▶ _GOAL_:
Reproduce the data from the line with "Expected: one point per instance of the large" up to and including the line with "[[492, 308]]", requests included. Multiply every point coordinate in the answers by 2.45 and round each result to a whole number, with halves rounded up, while leaving the coordinates in the requests and their format samples unchanged.
++++ RECORDS FOR THIS EXERCISE
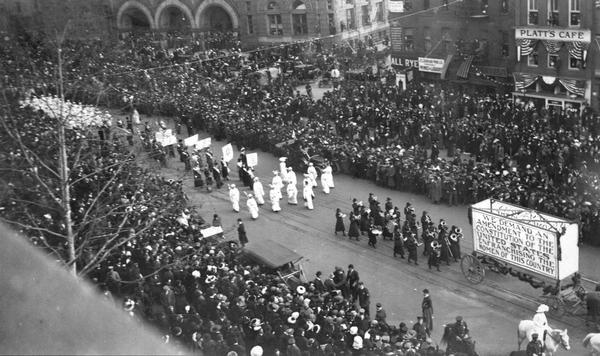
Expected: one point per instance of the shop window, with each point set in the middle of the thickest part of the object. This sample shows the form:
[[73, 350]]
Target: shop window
[[300, 24], [553, 15], [533, 59], [427, 39], [350, 21], [504, 6], [574, 13], [275, 25], [575, 63], [553, 60], [409, 39], [366, 21], [250, 24], [379, 11], [532, 12]]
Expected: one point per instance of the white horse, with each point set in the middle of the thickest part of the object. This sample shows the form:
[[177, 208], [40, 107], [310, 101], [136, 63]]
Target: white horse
[[593, 341], [553, 340]]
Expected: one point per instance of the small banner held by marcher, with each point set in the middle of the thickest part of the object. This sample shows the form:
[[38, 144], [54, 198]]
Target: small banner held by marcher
[[252, 159], [191, 141], [227, 152], [204, 143]]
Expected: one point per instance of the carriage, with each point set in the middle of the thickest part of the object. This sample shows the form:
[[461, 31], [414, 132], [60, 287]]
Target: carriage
[[535, 247], [277, 259]]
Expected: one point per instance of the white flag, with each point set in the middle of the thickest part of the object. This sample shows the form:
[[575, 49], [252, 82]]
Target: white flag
[[227, 152]]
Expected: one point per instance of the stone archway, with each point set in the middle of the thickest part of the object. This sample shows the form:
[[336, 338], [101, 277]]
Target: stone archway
[[216, 13], [173, 14], [133, 14]]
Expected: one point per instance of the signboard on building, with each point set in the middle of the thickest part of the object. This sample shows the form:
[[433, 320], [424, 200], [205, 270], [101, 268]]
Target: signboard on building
[[432, 65], [553, 34], [396, 6], [397, 38], [525, 238], [405, 62]]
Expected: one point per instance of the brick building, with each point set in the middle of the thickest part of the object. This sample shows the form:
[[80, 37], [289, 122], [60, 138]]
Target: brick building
[[557, 52], [468, 41], [259, 22]]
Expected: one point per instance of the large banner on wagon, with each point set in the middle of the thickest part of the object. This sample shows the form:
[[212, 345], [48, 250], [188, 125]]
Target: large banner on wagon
[[516, 237]]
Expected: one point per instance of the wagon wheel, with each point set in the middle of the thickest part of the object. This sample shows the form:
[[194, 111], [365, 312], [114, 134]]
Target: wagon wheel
[[557, 306], [472, 268]]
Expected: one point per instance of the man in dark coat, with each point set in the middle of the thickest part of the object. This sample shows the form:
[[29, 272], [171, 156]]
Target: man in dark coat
[[364, 298], [242, 233], [427, 310], [352, 279]]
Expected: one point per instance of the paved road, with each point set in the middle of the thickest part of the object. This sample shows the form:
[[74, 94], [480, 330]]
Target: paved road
[[492, 308]]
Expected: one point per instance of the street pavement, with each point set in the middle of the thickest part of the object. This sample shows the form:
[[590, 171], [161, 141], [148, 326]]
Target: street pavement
[[492, 309]]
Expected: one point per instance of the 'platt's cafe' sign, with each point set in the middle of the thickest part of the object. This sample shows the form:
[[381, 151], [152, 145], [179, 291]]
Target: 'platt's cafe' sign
[[553, 34]]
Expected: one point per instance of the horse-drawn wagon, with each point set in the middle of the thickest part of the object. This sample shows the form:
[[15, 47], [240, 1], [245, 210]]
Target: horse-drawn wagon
[[535, 247]]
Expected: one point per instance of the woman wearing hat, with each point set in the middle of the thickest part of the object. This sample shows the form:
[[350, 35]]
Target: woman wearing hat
[[339, 222], [539, 318], [258, 190]]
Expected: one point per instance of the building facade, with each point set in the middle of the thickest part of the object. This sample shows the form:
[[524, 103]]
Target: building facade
[[259, 22], [468, 41], [557, 52]]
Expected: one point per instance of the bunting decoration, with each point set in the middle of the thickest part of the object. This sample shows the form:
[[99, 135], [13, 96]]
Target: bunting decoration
[[573, 86], [523, 80], [525, 47]]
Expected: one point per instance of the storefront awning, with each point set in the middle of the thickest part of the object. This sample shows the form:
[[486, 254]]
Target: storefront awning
[[494, 71], [465, 66]]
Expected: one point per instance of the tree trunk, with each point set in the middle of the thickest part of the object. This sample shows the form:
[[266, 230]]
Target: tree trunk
[[64, 174]]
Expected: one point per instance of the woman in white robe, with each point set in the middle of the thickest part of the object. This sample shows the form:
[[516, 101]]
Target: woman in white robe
[[275, 196], [252, 207], [277, 183], [328, 174], [312, 174], [308, 195], [234, 197], [258, 190], [292, 192]]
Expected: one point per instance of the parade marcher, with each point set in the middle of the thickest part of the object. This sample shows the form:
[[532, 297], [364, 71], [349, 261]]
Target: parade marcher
[[234, 197], [427, 310], [252, 206], [380, 315], [292, 193], [290, 176], [312, 174], [398, 242], [364, 298], [308, 195], [274, 197], [352, 280], [534, 347], [325, 184], [258, 190], [224, 169], [434, 255], [411, 245], [373, 233], [282, 168], [328, 173], [339, 222], [421, 329], [539, 318], [454, 239], [354, 229], [198, 180], [277, 183], [242, 237]]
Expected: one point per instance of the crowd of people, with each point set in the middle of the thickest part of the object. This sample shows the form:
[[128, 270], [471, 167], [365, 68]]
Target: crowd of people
[[201, 294]]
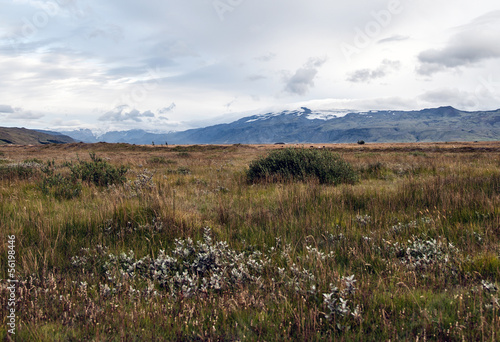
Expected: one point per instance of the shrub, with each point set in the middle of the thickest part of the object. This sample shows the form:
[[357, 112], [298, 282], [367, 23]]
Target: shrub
++++++++
▶ _TASK OUTPUT_:
Expected: one point per instance of the large banner on wagon, with each point set in the middle of the thickest part of the object. This sample shows the form:
[[212, 345], [48, 250], [188, 125]]
Target: large banner on wagon
[[1264, 581]]
Expected: one point per instance of the wagon wheel, with each point set in the middle of the thickest part of the object. This sample shows the form:
[[194, 111], [365, 312], [114, 134]]
Target: wagon wheel
[[1365, 750], [1156, 657]]
Expected: one point per instance of the man in dark coat, with each point set in the middle of the thickest part of the object. This sample shows the form:
[[29, 272], [171, 156]]
Target: man in dark coat
[[892, 730], [593, 571], [1046, 760], [862, 684]]
Expected: one point per instance of the paved road, with each point set in the middle of the thickest part of the object. This sample shows the form:
[[74, 94], [480, 330]]
Target: paved road
[[1205, 755]]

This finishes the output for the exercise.